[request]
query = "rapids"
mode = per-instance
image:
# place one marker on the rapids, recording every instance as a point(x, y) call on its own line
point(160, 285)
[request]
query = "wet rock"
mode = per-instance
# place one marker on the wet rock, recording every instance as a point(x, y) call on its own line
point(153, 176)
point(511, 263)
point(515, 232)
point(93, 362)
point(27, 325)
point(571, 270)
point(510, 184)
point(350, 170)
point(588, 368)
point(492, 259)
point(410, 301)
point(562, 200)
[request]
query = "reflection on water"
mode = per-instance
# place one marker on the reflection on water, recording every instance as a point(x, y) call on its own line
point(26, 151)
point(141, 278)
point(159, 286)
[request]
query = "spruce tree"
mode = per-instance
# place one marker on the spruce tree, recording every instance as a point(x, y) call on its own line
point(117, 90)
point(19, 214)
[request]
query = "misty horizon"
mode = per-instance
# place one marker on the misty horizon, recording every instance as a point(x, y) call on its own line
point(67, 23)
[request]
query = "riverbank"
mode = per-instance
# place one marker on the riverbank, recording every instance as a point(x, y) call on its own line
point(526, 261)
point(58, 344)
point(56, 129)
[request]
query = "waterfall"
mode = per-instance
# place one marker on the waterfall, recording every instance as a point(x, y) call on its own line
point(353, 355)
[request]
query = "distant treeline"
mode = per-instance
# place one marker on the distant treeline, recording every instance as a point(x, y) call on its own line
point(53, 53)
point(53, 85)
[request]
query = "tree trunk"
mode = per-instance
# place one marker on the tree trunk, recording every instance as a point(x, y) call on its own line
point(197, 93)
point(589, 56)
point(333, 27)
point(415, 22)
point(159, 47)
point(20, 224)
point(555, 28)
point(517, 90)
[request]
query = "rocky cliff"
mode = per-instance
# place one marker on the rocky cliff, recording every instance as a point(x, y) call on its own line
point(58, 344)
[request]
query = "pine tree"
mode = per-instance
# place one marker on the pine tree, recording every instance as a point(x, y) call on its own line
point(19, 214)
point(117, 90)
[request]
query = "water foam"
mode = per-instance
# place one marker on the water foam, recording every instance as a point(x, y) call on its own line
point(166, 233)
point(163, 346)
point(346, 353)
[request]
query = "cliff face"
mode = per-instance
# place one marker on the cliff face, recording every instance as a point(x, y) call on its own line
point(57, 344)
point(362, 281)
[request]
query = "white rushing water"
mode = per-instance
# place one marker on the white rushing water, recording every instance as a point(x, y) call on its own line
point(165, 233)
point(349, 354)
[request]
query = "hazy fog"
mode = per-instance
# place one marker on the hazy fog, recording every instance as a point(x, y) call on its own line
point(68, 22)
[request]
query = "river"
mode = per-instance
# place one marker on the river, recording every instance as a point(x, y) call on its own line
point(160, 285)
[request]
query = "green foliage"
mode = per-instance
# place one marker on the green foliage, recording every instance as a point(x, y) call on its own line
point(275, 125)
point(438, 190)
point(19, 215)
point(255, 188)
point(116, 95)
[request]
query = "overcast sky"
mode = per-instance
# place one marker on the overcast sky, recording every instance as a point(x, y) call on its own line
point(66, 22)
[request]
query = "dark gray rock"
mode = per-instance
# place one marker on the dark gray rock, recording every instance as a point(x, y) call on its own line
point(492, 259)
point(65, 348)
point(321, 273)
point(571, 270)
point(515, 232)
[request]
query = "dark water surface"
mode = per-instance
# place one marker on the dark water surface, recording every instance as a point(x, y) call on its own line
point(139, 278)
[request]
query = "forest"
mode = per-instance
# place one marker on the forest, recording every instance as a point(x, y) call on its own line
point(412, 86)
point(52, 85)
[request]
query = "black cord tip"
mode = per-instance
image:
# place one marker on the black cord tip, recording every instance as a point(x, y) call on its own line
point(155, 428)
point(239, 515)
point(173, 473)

*-*-*

Return each line of the records above exactly as it reads.

## Answer:
[request]
query = "rapids"
mode = per-instance
image:
# place one marker on the rapids, recording every instance as a point(x, y) call on its own line
point(160, 285)
[request]
query = "wet rock"
mode = per-instance
# place one marker on the wet rock, recording every instance as a point(x, y) call on its own line
point(153, 176)
point(511, 263)
point(515, 232)
point(93, 362)
point(27, 325)
point(571, 270)
point(510, 184)
point(350, 170)
point(588, 368)
point(492, 259)
point(410, 301)
point(562, 200)
[request]
query = "reflection on water"
mode = per-instance
# place one marker on the reflection on water, recording every instance as a point(x, y) call on its own line
point(26, 151)
point(141, 278)
point(159, 286)
[request]
query = "spruce tree"
mode = per-instance
# place one marker on the spruce tree, recording every instance as a point(x, y) call on its own line
point(117, 90)
point(19, 214)
[request]
query = "misty horizon"
mode = per-instance
# place one marker on the misty horizon, recording every instance as a point(x, y) call on its own line
point(67, 23)
[request]
query = "riverbank"
mode = per-instance
# place one marker on the riverbank, recording every instance as a point(x, y) call on its own line
point(526, 261)
point(58, 344)
point(56, 129)
[request]
query = "waterfall"
mode = per-instance
# place one marker on the waterfall, recording every instance as a point(x, y) call on its own line
point(353, 355)
[request]
query = "distant treeline"
mode = per-instance
# place one marker on the distant treeline, recording every instance as a point(x, y) call on its own line
point(53, 53)
point(53, 85)
[request]
query = "tree trunk"
mode = per-instance
# place one marker on the tree trunk, recording every instance as a point(x, y) call on its own line
point(197, 93)
point(589, 56)
point(333, 27)
point(415, 22)
point(159, 47)
point(20, 224)
point(555, 28)
point(517, 90)
[request]
query = "rocky cliff"
mode = per-instance
# place one marker on the rocky cliff, recording every instance as a point(x, y) call on its own line
point(58, 344)
[request]
query = "pine tree"
mode = per-instance
# place one marker on the pine tree, recording every instance as a point(x, y) call on its own line
point(19, 214)
point(117, 90)
[request]
query = "water foam"
mode = per-instance
# place one marker on the water foam, recording every instance as a point(x, y) call on its own line
point(166, 233)
point(163, 346)
point(346, 353)
[request]
query = "cliff face"
mode = per-instance
# place one marker on the cliff face, recording every instance as a point(x, y) call on its own line
point(57, 344)
point(362, 281)
[request]
query = "white rushing water"
mode = per-instance
# place one marker on the white rushing water, recording every instance as a point(x, y) call on its own line
point(165, 233)
point(349, 354)
[request]
query = "hazy fog"
mode = per-instance
# place one marker on the hazy fog, recording every instance as a point(x, y) call on its own line
point(68, 22)
[request]
query = "river"
mode = per-instance
# place one marker on the river, recording every instance as a point(x, y) call on its own line
point(160, 285)
[request]
query = "green foliage"
mode = per-instance
# place one marker on the green foliage, recording every instance as a point(x, y) call on its own line
point(275, 125)
point(438, 190)
point(19, 215)
point(255, 188)
point(116, 95)
[request]
query = "overcast sky"
mode = per-instance
# place one marker on the overcast sky, recording every instance as a point(x, y) call on its own line
point(66, 22)
[request]
query = "dark gray rock"
mode = per-instance
# place one marker on the dark gray rock, recording every instance as a point(x, y) call on its own line
point(492, 259)
point(65, 348)
point(321, 273)
point(571, 270)
point(515, 232)
[request]
query = "dark water surface"
mode = per-instance
# place one marker on the dark water surface, recording every instance as a point(x, y) call on its own line
point(139, 278)
[request]
query = "forest"
mode = per-instance
# place one marker on the forest, recording every instance as a point(x, y) call on its own line
point(412, 86)
point(52, 85)
[request]
query = "black cord tip"
mode = per-instance
image:
# place one marker on the black cord tip, recording every instance as a point(x, y) call on its own line
point(155, 428)
point(239, 515)
point(173, 473)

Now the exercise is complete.